→ **Exercise brief**
Return each line in the listing below that contains the string "tree", treating uppercase and lowercase as different.
* BEGIN Source data *
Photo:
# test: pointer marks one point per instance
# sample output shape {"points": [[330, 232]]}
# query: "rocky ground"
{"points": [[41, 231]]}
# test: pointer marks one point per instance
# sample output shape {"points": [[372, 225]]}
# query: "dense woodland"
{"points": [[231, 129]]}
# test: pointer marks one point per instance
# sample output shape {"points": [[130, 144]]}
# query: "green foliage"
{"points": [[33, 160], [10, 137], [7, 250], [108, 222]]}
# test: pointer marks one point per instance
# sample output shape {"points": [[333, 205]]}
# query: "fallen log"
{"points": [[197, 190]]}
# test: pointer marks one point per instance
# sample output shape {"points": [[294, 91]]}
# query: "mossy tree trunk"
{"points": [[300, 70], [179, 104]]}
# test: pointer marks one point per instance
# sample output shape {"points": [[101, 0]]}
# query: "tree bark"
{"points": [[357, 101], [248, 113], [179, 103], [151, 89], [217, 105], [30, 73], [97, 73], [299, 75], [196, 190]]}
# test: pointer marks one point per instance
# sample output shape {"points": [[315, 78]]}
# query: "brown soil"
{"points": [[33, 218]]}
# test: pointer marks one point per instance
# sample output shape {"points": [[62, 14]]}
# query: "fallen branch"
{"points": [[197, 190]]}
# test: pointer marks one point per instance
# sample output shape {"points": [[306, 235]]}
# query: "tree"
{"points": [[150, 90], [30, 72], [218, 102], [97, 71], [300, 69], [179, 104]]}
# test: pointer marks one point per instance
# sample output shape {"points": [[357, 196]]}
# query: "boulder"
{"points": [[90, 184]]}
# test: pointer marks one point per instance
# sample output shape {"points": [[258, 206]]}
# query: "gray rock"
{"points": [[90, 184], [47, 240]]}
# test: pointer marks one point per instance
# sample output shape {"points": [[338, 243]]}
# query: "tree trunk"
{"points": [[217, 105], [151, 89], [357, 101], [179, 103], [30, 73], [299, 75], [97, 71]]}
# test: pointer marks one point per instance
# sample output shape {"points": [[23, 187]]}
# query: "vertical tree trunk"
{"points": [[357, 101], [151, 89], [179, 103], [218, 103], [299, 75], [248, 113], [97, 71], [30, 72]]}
* END Source data *
→ **Answer to this problem**
# query: "mossy tree trunk"
# query: "tree bark"
# query: "tree"
# query: "tree trunk"
# query: "vertical tree trunk"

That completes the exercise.